PAGE TEXT ->
Advisers whose clients receive electronic statements from qualified custodians must still form a reasonable belief after due inquiry that the clients are receiving those statements. The adviser may satisfy this requirement by, for example, being copied on the email notifications of account statement postings sent to clients in addition to having access to client statements on the custodian's website, although this is not the exclusive means of forming that reasonable belief (footnote 21 of the Adopting Release). (Modified March 5, 2010.)

Question IV.2

Q: Can an adviser voluntarily continue to send its own quarterly account statements to clients in addition to the statements that the clients receive directly from qualified custodians?

A: Yes. If an adviser voluntarily sends account statements, it must insert a legend required under paragraph (a)(2) of the rule urging the client to compare information provided in its statements with those from the qualified custodian in account opening notices and subsequent statements sent to the client for whom the adviser opens custodial accounts with the qualified custodian. (Modified March 5, 2010.)

Question IV.3

Redesignated as Question XVI.4.

DATASET EXTRACT ->
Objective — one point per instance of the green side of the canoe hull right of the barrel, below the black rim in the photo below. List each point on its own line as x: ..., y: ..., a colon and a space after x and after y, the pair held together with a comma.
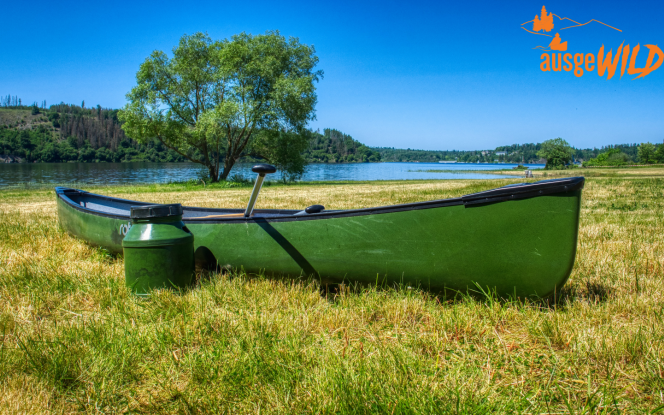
x: 524, y: 247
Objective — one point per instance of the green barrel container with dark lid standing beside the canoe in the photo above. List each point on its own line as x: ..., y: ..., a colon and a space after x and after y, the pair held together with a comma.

TASK TO COMPLETE ->
Extract the complete passage on advisers and client account statements, reproducing every line verbatim from start to finish.

RESPONSE AREA ->
Advisers whose clients receive electronic statements from qualified custodians must still form a reasonable belief after due inquiry that the clients are receiving those statements. The adviser may satisfy this requirement by, for example, being copied on the email notifications of account statement postings sent to clients in addition to having access to client statements on the custodian's website, although this is not the exclusive means of forming that reasonable belief (footnote 21 of the Adopting Release). (Modified March 5, 2010.)

Question IV.2

Q: Can an adviser voluntarily continue to send its own quarterly account statements to clients in addition to the statements that the clients receive directly from qualified custodians?

A: Yes. If an adviser voluntarily sends account statements, it must insert a legend required under paragraph (a)(2) of the rule urging the client to compare information provided in its statements with those from the qualified custodian in account opening notices and subsequent statements sent to the client for whom the adviser opens custodial accounts with the qualified custodian. (Modified March 5, 2010.)

Question IV.3

Redesignated as Question XVI.4.